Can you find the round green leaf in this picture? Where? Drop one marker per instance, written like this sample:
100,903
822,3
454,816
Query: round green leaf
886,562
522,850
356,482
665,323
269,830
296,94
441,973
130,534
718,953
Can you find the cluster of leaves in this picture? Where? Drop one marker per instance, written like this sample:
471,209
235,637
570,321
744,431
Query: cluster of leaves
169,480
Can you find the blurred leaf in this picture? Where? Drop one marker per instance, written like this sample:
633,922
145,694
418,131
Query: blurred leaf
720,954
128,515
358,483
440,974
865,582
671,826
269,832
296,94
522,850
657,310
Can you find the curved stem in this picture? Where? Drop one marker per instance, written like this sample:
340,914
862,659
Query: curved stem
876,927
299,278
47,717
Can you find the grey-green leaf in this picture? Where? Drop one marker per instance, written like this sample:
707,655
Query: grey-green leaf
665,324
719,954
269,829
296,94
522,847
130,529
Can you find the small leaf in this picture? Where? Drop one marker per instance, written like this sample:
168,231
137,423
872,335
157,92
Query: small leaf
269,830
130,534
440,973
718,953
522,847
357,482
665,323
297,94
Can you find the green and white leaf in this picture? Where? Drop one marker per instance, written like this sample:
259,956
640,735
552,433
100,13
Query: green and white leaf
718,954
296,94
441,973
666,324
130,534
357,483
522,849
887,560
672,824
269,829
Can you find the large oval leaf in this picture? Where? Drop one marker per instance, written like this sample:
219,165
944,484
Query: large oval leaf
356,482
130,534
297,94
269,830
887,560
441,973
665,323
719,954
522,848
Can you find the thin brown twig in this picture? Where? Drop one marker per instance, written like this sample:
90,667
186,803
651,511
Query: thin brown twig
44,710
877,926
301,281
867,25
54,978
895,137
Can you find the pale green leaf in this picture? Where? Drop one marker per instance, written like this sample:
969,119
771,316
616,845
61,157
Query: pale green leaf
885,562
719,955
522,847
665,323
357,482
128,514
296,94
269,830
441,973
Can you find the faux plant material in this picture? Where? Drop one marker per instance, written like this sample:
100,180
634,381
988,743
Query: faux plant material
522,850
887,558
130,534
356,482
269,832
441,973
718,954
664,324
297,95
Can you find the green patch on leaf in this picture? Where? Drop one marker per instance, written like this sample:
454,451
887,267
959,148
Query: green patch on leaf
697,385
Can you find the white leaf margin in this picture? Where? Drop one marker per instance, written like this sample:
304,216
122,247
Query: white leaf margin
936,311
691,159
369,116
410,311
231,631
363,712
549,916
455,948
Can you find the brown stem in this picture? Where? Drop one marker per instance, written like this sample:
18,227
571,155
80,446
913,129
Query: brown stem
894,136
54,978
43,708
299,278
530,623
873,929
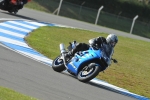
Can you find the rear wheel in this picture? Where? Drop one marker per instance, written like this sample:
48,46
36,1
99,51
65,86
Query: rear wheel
88,72
58,64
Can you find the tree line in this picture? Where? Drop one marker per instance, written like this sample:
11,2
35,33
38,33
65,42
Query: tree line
126,8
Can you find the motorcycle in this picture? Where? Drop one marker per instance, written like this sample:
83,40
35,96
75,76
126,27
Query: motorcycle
85,65
12,6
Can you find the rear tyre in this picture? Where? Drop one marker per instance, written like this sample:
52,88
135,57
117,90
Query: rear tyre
58,64
88,72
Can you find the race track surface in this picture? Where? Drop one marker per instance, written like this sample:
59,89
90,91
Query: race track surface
38,80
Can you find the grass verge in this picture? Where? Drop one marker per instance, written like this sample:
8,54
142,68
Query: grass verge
8,94
132,70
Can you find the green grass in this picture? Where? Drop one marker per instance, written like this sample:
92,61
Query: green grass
8,94
132,70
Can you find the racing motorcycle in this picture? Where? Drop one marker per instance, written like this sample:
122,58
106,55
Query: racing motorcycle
12,6
85,65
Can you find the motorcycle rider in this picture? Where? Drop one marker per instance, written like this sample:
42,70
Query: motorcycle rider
106,44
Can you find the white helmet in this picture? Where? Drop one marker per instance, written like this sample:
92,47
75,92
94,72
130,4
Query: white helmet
112,39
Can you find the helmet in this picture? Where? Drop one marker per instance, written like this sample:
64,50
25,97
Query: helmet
112,39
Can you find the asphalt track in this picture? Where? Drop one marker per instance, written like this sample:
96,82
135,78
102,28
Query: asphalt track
39,80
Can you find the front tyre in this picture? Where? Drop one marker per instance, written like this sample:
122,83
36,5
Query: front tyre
88,72
58,64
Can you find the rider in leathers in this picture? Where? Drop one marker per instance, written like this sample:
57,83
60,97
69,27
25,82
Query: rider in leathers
106,44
####
◆ **Stated task**: Copy exactly, word for word, the line with "Can you find the helmet" through the final line of the listing.

◆ **Result of the exercise**:
Can you find the helmet in this picture? Where? Drop one marker per instance, written like this sample:
64,50
25,97
Query: helmet
112,39
Can you find the asphalt track in this picture? Where? Drop one marker per instance, written like this sample:
96,82
135,78
102,28
Query: asphalt track
39,80
Can you find the front tyre in this picture? Where? Drop one marker per instance, written like this sample:
122,83
36,5
Query: front tyre
88,72
58,64
Can you find the rider in leathers in this picture? Where? Drop one marker per instance, written like this sample:
57,83
60,97
69,27
25,82
Query: rider in leathers
106,44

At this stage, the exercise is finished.